> _STATED TASK_
The listing below should be written out exactly; please include all of it.

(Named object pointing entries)
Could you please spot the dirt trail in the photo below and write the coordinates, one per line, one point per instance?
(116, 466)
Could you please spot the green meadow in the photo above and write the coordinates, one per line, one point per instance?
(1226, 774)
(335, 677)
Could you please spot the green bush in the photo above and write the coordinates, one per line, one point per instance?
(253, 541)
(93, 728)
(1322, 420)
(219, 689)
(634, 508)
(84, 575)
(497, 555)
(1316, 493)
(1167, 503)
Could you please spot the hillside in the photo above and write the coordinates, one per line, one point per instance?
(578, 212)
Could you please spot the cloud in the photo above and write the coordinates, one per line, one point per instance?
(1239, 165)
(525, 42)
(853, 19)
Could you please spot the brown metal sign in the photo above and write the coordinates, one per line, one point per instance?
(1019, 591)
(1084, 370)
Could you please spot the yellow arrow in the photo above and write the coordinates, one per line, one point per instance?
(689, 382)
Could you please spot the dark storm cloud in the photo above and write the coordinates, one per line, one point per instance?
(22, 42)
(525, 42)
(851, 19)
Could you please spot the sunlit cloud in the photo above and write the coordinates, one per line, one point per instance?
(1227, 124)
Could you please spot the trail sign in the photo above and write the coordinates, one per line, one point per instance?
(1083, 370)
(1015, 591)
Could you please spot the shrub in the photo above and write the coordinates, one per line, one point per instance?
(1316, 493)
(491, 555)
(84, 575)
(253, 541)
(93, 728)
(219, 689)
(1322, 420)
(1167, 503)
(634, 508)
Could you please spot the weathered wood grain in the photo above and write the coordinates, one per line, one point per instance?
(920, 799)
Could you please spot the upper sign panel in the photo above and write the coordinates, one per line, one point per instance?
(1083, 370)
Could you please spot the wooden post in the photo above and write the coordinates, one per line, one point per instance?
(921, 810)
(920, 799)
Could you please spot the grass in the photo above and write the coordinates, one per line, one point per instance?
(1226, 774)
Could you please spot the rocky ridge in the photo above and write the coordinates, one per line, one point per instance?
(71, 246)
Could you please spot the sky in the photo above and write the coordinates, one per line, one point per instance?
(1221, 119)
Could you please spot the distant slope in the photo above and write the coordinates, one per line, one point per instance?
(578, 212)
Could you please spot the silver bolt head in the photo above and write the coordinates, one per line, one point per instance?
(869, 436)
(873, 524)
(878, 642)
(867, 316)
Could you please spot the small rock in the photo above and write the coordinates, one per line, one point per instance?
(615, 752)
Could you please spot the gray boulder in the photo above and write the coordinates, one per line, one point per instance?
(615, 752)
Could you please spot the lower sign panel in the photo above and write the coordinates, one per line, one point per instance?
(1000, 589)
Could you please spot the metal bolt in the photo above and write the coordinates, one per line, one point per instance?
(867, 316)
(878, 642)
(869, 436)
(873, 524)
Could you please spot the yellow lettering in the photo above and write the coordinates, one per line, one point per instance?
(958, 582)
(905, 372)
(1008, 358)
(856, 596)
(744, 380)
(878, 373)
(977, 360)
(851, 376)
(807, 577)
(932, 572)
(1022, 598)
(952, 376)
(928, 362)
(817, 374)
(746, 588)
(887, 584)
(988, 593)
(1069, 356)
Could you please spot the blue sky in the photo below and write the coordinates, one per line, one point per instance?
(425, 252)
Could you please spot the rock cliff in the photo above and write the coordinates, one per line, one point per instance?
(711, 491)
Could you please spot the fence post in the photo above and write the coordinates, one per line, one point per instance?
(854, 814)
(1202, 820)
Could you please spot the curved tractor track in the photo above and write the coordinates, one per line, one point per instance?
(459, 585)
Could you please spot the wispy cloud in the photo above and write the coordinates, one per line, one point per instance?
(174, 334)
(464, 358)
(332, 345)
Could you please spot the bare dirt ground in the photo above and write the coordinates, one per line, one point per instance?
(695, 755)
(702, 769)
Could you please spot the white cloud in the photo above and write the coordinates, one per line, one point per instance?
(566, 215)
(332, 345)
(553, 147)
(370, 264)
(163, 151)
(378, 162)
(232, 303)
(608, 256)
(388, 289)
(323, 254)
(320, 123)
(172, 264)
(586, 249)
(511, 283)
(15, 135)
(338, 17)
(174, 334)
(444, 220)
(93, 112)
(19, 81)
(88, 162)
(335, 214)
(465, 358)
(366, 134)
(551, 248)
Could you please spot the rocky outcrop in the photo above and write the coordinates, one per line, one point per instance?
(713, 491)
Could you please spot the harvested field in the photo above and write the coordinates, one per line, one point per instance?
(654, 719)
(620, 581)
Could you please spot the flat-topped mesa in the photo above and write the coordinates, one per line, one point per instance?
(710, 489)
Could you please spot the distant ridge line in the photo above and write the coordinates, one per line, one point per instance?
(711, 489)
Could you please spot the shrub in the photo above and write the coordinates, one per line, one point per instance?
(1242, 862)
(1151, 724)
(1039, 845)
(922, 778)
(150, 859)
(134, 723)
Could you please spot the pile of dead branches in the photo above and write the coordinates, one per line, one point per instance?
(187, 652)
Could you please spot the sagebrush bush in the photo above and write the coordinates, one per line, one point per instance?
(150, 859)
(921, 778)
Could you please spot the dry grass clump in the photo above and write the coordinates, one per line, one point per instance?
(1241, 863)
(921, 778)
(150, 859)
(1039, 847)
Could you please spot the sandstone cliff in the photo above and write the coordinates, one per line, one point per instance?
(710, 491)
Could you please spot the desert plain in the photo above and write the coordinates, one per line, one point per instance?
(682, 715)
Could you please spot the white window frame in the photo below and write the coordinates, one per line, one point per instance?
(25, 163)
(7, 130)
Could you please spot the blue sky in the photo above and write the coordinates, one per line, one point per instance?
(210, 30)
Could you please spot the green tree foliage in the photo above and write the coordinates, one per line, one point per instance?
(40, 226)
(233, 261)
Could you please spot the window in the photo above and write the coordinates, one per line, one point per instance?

> _EXERCISE OUTPUT_
Could you please spot the dirt trail in the photo below and write the coordinates, one per line, one point per instance?
(116, 466)
Could you please spot the green meadow in the photo above and write the coordinates, one per line, one point per instance?
(1226, 774)
(335, 677)
Could you please spot the green bush in the photo above and write the coordinates, one per line, one point per instance?
(253, 541)
(93, 728)
(1322, 420)
(219, 689)
(634, 508)
(84, 575)
(497, 555)
(1316, 493)
(1167, 503)
Could you please spot the hillside in the photo above and write the coordinates, one per line, one point per instance?
(578, 212)
Could you please spot the cloud in the photo above and write the coordinates, one per line, one point per instance?
(1239, 165)
(525, 42)
(853, 19)
Could you please spot the brown metal sign in the photo above and write the coordinates, one per line, one point per instance?
(1019, 591)
(1084, 370)
Could you please spot the yellow arrow in the photo above and write the coordinates, one per line, one point per instance?
(689, 382)
Could you please spot the dark storm cloud in the photo above and write the coordinates, one per line, one point per instance?
(22, 42)
(525, 42)
(851, 19)
Could you please spot the sunlit cloud in the photo above and write the coordinates, one per line, one point per instance?
(1227, 124)
Could you please spot the trail sign in the photo above and write the coordinates, one per line, one point per instance?
(1083, 370)
(1015, 591)
Could you please spot the shrub in the photo above and write the coordinates, one per line, one point per instance?
(1316, 493)
(491, 555)
(84, 575)
(253, 541)
(93, 728)
(219, 689)
(1322, 420)
(1167, 503)
(634, 508)
Could you please spot the weathered wood grain in the photo above and write the coordinates, one per line, one point per instance?
(920, 799)
Could you please spot the upper sign panel in the photo above and write the coordinates, one per line, one point per instance?
(1083, 370)
Could you please spot the wooden post in the photo above and write the coordinates, one per line, one point per instance?
(921, 810)
(920, 799)
Could you please spot the grass in the photo above and write the coordinates, one per line, one point per instance?
(1226, 774)
Could you please spot the rocky ridge in the photo above and write the coordinates, one per line, one point per instance?
(71, 246)
Could you please spot the sky in the photo above and write the coordinates, one per line, one point per instance?
(1221, 119)
Could you please spot the distant slope in the photo above and write the coordinates, one per line, one point per instance?
(578, 212)
Could you please spot the silver bolt head in the photo above and write the coordinates, one per line, one point per instance?
(869, 436)
(873, 524)
(878, 642)
(867, 316)
Could you please spot the small rock in the photo above and write the coordinates, one per line, one point per instance?
(615, 752)
Could you please spot the gray boulder in the photo above and write the coordinates, one per line, one point per instance?
(615, 752)
Could you please spot the lower sign panel in the photo above and write the coordinates, one per line, one point per instance?
(1000, 589)
Could you please spot the metal bolt in the photo above and write the coordinates, one per line, one point per instance?
(867, 316)
(878, 642)
(869, 436)
(873, 524)
Could you please spot the yellow lettering in the photo above and write the coordinates, one per line, one point per instance?
(958, 582)
(905, 372)
(1008, 358)
(856, 596)
(744, 380)
(878, 373)
(977, 360)
(851, 376)
(807, 577)
(932, 572)
(1022, 598)
(952, 376)
(928, 362)
(817, 374)
(746, 588)
(887, 584)
(988, 593)
(1069, 356)
Could you please spot the blue sky in the photo below and write the coordinates, one per line, one point per instance?
(425, 252)
Could you please spot the rock cliff in the photo above and write the coordinates, one per line, one point per instance?
(711, 491)
Could you please spot the fence post in the photo above and write the coordinates, one per line, one point per instance?
(854, 814)
(1202, 820)
Could you please spot the curved tractor track in the photo above and write the coordinates, one per line, one point per instance?
(459, 585)
Could you please spot the wispy cloud in the photo above and write the coordinates, one per line, one point per instance?
(174, 334)
(464, 358)
(332, 345)
Could you please spot the bare dirt ground in the photo above and write the coordinates, one per line, one point per instance?
(695, 755)
(702, 769)
Could you please spot the white cloud in the photo above and write the coordinates, one per line, one point per instance?
(566, 215)
(332, 345)
(553, 147)
(370, 264)
(163, 151)
(378, 162)
(232, 303)
(608, 256)
(388, 289)
(323, 254)
(320, 123)
(172, 264)
(586, 249)
(511, 283)
(15, 135)
(338, 17)
(174, 334)
(444, 220)
(93, 112)
(19, 81)
(88, 162)
(335, 214)
(465, 358)
(366, 134)
(551, 248)
Could you please spot the rocky outcrop in the photo above and write the coordinates, one per line, one point per instance?
(713, 491)
Could you please spot the harvested field in the photo above and write the coordinates, one per line, one point per instance?
(654, 719)
(620, 581)
Could you please spot the flat-topped mesa in the photo above and write the coordinates, one per line, one point per instance?
(710, 489)
Could you please spot the distant ridge line in the photo above and write the coordinates, one per line, one point per instance?
(711, 489)
Could you please spot the shrub in the photo above and write the coordinates, one per line, one point per instance?
(1242, 862)
(1151, 724)
(1039, 845)
(922, 778)
(150, 859)
(134, 723)
Could you please spot the pile of dead branches in the photo above and write the coordinates, one per line, one point per instance?
(187, 652)
Could you please spot the sagebrush bush in the photo above and write the coordinates, one per line, one point per instance?
(150, 859)
(921, 778)
Could you please spot the dry grass clump in the photo above and write the coordinates, one per line, one point per instance?
(1241, 863)
(921, 778)
(150, 859)
(1039, 847)
Could you please spot the sandstone cliff in the photo above and write the coordinates, one per line, one point per instance?
(710, 491)
Could you please spot the desert plain in the photo above and write the coordinates, one per line, one point per instance?
(682, 715)
Could you please spot the white window frame in the photo below and write the coordinates, one per line, one point per instance?
(25, 163)
(7, 130)
Could you please spot the blue sky in the photo above and write the coordinates, one per line, one point per instance?
(210, 30)
Could you please spot the green tree foliage in the photo above and write the coordinates, one per line, one point per instance?
(40, 226)
(233, 261)
Could you please spot the window in the photo above and write the coordinates, one per line, one point per instance?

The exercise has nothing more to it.